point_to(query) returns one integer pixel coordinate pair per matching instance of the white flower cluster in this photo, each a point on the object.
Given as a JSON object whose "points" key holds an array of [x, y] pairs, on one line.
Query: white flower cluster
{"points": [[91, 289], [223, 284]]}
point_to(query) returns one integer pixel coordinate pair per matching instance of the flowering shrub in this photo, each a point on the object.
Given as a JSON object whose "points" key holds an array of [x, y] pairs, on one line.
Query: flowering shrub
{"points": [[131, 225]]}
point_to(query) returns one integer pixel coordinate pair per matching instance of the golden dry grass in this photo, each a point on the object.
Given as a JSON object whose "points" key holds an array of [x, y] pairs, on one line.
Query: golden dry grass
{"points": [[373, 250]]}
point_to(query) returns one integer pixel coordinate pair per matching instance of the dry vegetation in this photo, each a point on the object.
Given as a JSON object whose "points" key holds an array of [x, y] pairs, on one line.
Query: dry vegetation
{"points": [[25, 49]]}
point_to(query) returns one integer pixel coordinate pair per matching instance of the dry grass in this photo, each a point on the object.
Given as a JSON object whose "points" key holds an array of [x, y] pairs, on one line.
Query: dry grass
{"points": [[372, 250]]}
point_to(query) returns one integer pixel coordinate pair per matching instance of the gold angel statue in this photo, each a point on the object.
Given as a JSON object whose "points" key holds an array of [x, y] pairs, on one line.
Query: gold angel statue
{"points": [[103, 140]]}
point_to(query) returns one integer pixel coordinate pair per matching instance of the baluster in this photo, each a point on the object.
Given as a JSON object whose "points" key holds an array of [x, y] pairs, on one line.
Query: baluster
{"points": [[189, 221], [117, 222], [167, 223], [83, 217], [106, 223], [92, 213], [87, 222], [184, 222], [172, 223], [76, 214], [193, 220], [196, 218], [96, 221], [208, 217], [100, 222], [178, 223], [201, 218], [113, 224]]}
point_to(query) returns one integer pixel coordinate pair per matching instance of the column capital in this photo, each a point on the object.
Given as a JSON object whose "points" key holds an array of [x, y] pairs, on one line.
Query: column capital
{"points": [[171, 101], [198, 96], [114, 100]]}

Work instructions ::
Copy the listing word for word, starting with the line that contains "of the baluster" and going on through the final line of the listing.

Exercise output ::
point_to(query) returns one integer pixel coordinate pair per matching instance of the baluster in this photo, each a point on the object.
Given as a JSON object whose "points" key holds an array of [x, y] pairs, on one line.
Query: baluster
{"points": [[189, 221], [117, 222], [167, 223], [83, 217], [106, 223], [92, 213], [87, 222], [184, 222], [172, 223], [76, 214], [193, 220], [196, 218], [96, 221], [208, 217], [100, 222], [178, 223], [201, 218], [113, 224]]}
point_to(query) returns one integer pixel coordinate pair per matching instance of the column capital in this photo, each a point on the object.
Given as a JSON object whose "points" key holds an array of [x, y] pairs, on one line.
Query: column capital
{"points": [[171, 101], [198, 96], [114, 100]]}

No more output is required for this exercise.